WORK ORDER —
In this exercise, the data must be written out exactly.
::: EXTRACTED ENTRIES
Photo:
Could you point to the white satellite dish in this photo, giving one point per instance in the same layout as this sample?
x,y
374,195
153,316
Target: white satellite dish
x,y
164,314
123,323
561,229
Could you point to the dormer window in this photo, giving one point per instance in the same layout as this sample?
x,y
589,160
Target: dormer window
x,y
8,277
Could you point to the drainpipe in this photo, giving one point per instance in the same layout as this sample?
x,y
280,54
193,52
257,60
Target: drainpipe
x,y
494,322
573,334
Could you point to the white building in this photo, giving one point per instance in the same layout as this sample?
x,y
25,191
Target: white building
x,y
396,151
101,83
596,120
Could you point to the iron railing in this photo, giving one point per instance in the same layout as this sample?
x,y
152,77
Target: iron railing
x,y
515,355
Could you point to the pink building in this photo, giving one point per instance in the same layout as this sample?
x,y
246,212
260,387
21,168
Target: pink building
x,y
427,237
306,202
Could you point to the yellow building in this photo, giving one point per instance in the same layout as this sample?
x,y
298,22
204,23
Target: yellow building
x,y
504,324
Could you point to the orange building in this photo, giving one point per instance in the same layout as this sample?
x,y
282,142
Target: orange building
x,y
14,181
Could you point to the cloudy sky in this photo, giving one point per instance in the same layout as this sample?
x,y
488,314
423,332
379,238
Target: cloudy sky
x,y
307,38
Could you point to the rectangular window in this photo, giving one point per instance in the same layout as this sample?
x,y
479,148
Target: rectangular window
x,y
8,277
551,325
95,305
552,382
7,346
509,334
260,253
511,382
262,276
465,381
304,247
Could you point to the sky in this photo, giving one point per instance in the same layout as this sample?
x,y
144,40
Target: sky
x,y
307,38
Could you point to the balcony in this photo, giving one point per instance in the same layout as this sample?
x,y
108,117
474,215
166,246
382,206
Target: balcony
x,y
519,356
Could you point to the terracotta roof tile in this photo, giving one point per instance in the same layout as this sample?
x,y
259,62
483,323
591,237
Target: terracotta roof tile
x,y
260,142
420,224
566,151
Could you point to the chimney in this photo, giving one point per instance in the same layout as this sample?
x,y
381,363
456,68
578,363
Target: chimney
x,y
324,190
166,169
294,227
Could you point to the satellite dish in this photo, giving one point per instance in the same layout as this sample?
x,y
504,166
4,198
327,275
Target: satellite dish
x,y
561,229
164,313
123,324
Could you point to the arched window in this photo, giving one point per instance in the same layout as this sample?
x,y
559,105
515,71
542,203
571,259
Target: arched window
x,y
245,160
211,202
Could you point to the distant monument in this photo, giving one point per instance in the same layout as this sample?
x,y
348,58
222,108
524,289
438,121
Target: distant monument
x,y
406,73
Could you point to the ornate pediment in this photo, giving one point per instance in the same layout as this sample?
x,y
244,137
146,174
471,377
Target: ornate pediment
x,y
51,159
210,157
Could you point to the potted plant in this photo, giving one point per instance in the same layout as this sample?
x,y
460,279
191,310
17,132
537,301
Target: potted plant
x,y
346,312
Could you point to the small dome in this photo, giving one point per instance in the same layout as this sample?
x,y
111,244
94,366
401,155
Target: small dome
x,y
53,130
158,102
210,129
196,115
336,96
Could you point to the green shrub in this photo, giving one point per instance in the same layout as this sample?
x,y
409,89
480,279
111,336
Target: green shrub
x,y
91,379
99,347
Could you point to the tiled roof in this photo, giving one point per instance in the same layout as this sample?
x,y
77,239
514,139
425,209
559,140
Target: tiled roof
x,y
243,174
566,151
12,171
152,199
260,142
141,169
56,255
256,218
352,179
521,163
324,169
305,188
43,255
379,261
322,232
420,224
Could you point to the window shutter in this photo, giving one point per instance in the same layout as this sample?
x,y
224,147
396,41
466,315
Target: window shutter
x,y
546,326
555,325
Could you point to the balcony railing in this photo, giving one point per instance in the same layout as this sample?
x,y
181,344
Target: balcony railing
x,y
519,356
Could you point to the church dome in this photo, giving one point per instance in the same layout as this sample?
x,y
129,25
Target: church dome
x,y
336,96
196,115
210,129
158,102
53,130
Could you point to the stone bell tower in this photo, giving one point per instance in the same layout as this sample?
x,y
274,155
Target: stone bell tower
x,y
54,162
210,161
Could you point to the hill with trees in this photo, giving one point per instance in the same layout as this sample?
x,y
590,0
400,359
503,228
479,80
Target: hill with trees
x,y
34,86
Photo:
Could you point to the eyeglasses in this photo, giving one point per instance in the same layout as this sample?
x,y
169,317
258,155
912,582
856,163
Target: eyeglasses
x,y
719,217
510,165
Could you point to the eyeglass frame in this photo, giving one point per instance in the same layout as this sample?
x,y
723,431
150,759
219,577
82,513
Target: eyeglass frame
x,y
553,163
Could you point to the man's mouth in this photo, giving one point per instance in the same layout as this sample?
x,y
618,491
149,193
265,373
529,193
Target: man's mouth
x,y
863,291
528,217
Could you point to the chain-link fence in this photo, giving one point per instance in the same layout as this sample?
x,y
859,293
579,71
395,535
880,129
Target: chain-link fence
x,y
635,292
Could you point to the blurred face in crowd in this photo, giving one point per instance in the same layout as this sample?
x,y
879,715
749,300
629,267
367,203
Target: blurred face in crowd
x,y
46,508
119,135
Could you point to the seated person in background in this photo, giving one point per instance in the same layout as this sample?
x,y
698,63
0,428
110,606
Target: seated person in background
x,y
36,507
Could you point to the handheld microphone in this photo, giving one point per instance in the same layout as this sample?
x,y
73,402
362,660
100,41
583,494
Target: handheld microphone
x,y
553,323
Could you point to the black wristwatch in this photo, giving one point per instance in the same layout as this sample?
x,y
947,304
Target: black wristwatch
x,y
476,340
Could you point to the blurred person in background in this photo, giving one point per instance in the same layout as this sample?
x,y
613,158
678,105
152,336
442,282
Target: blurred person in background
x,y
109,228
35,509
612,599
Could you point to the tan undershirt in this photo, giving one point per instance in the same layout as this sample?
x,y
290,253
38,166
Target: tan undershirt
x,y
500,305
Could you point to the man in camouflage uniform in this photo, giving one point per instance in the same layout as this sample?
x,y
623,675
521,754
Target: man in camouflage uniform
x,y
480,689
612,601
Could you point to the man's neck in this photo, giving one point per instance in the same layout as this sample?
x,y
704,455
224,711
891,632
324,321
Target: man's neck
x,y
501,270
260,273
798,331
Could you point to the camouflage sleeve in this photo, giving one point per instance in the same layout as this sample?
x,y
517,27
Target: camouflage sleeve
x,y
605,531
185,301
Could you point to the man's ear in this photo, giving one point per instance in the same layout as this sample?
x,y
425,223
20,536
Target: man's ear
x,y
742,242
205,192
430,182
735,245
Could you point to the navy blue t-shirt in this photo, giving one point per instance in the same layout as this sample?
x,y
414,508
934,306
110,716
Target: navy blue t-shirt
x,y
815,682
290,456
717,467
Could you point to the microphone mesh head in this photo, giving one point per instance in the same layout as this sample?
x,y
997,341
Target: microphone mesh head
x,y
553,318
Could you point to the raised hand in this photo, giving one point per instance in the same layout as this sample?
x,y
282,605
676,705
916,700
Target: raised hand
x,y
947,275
::::::
EXPECTED ANSWER —
Photo:
Could you point to the white satellite dish in this photo, giving one point per instance in the same layout as this sample?
x,y
374,195
153,316
Target: white satellite dish
x,y
164,314
123,323
561,229
Could you point to the dormer window in this photo, giving one point per instance in the same layout as this sample?
x,y
589,160
Target: dormer window
x,y
8,277
Could you point to the drainpipe in this photo, giving one point per instance in the same layout as this sample?
x,y
280,54
193,52
257,60
Target: drainpipe
x,y
494,322
573,334
Could you point to the white building in this photo, giving one point per instance in the same layout as this sample?
x,y
25,191
Target: white building
x,y
396,151
101,83
596,120
Could you point to the iron railing in this photo, giving one point per instance in the same layout as this sample?
x,y
152,77
Target: iron railing
x,y
515,355
Could you point to the pink building in this photo, giving one point per instance in the same layout as this sample?
x,y
246,212
260,387
21,168
Target: pink building
x,y
427,237
306,202
Could you point to the yellow building in this photo, giving one point per instance in the same layout as this sample?
x,y
298,22
204,23
Target: yellow building
x,y
504,324
Could you point to the orange building in this photo, giving one point per instance in the same layout as this sample?
x,y
282,142
Target: orange building
x,y
14,181
Could you point to the cloudy sky in this photo, giving one point per instance in the same layout as this sample?
x,y
488,314
423,332
379,238
Target: cloudy sky
x,y
307,38
Could you point to the rectangular window in this photo, giving one point per instance in the same layout as this sample?
x,y
479,148
Target: rectangular window
x,y
8,277
551,325
95,305
552,382
7,346
509,334
260,253
511,382
262,276
465,381
304,247
Could you point to the sky in this photo, giving one point per instance in the same layout as this sample?
x,y
144,40
Target: sky
x,y
307,38
Could you point to the balcony in this photo, giving one point per instance in the same layout as this sample?
x,y
108,117
474,215
166,246
382,206
Target: balcony
x,y
519,356
Could you point to the terracotta roof tile in this photo, giving one point per instance in the same layout as this sample?
x,y
259,62
483,323
591,237
Target: terracotta roof tile
x,y
260,142
420,224
566,151
Could you point to the chimney in this photo, giving one point per instance in the same layout as this sample?
x,y
381,363
456,68
578,363
Target: chimney
x,y
324,190
166,169
294,227
Could you point to the satellite dish in this photo, giving one point per instance in the same layout as this sample?
x,y
504,166
4,198
327,275
Target: satellite dish
x,y
561,229
164,313
123,324
Could you point to the arched window in this photo, giving one point per instance in the same layout as this sample?
x,y
559,105
515,71
542,203
571,259
Target: arched window
x,y
245,160
211,202
Could you point to the distant monument in this photo, giving one point per instance in the same layout as this sample?
x,y
348,58
222,108
524,289
438,121
Target: distant monument
x,y
406,73
Could you point to the ornate pediment in this photo, giving one point per instance in the same layout as this sample?
x,y
244,137
146,174
471,377
Target: ornate pediment
x,y
51,159
210,157
Could you point to the potted plant in this photo, giving one point per instance in the same layout as this sample?
x,y
460,279
191,310
17,132
537,301
Target: potted plant
x,y
346,312
Could you point to the small dome in this photo, giving one point per instance in the same layout as this sample?
x,y
111,244
94,366
401,155
Target: small dome
x,y
53,130
158,102
210,129
196,115
336,96
Could you point to the green shrub in this photo, giving one point per instance in the same layout as this sample?
x,y
409,89
480,279
111,336
Target: green shrub
x,y
91,379
99,347
Could you point to the tiled roof in this photo, giving one point per instance in the same layout as this sample?
x,y
77,239
514,139
425,209
559,140
Target: tiled roof
x,y
243,174
566,151
12,171
152,199
260,142
141,169
56,255
256,218
352,179
521,163
324,169
305,188
43,255
379,261
322,232
420,224
Could you point to the window shutter in this photo, giving one point per instance in the same layout as this sample?
x,y
224,147
396,41
466,315
Target: window shutter
x,y
546,326
555,325
Could you point to the balcony railing in this photo, giving one point per instance in the same layout as this sample?
x,y
181,344
Target: balcony railing
x,y
519,356
Could you point to the church dome in this photo, giving one point per instance in the same layout as this sample?
x,y
129,25
Target: church dome
x,y
336,96
196,115
210,129
158,102
53,130
Could you point to the stone bell tower in this photo, giving one point per instance in the same layout as this sample?
x,y
274,155
Target: stone bell tower
x,y
54,162
210,161
Could you point to the hill with trees in this photo, giving one point per instance in the same layout as this sample?
x,y
590,0
400,359
503,228
479,80
Target: hill with trees
x,y
34,86
Photo:
Could you point to the eyeglasses in this photo, giving one point per instance in the same layout as this sample?
x,y
169,317
258,155
912,582
856,163
Target: eyeglasses
x,y
719,217
510,165
Could you point to the eyeglass frame in this photo, giving one point per instance in the same layout as this sample?
x,y
723,431
150,759
219,577
82,513
Target: eyeglass frame
x,y
553,163
Could you point to the man's mouth in this photo, giving one point per instance in the same layout as this sample?
x,y
618,491
149,193
265,373
529,193
Target: man's mouth
x,y
863,291
528,217
Could you point to the chain-link fence in this photo, giving one point per instance in the same layout as this sample?
x,y
859,293
579,71
395,535
880,129
Target: chain-link fence
x,y
635,292
Could you point to the blurred face in crowd in this photo, giving one point per instance in the same layout as this sample?
x,y
879,715
749,300
629,267
367,203
Target: blurred face in crowd
x,y
46,508
119,135
Could you point to the seated person in background in this photo, giving one point per instance in the same layout as this sample?
x,y
698,63
0,428
110,606
Target: seated person in background
x,y
36,507
Could you point to the handheld microphone in this photo, giving one point per instance in the same layout as this sample?
x,y
73,402
362,660
100,41
583,494
Target: handheld microphone
x,y
553,323
Could you point to the black wristwatch in this photo, giving one point per instance in the same layout as this sample?
x,y
947,304
Target: black wristwatch
x,y
476,340
Could you point to the blurred person in background in this photo, giving one point per instance in the same layout as this sample?
x,y
613,158
678,105
152,336
442,282
Target: blurred person in background
x,y
109,228
35,509
612,599
Could you point to the tan undershirt in this photo, giving one point per instance in the same layout as this sample?
x,y
290,253
38,166
Target: tan undershirt
x,y
500,305
Could you point to the man in camouflage uniform in this photo, giving one point per instance in the same layout as this sample?
x,y
623,675
521,754
Target: man in camouflage uniform
x,y
480,689
612,601
Could you point to the man's neck in this photo, giving one point per instance in the same layout as this sample?
x,y
704,455
224,711
891,632
324,321
Target: man's neck
x,y
501,270
260,273
798,331
Could you point to the camouflage sleeve in this photo, giving one point per instance in the same layout as this sample?
x,y
517,27
Target: camouflage sleeve
x,y
605,531
185,301
Could you point to the man's ear in this photo, giving one point per instance in the same layout as this sample?
x,y
425,223
20,536
Target: man's ear
x,y
742,242
205,192
430,182
735,245
Could you point to the navy blue t-shirt in this photo, giving one point per instance in the same layout as this sample?
x,y
414,508
934,306
110,716
Target: navy blue t-shirt
x,y
815,682
290,456
717,467
Could you point to the microphone mesh head in this photo, giving one point per instance in the same layout as this sample?
x,y
997,341
Target: microphone mesh head
x,y
553,318
Could you point to the raised hand in this photo, giving one point per instance in the same layout as this sample?
x,y
282,605
676,705
916,700
Target: raised hand
x,y
947,275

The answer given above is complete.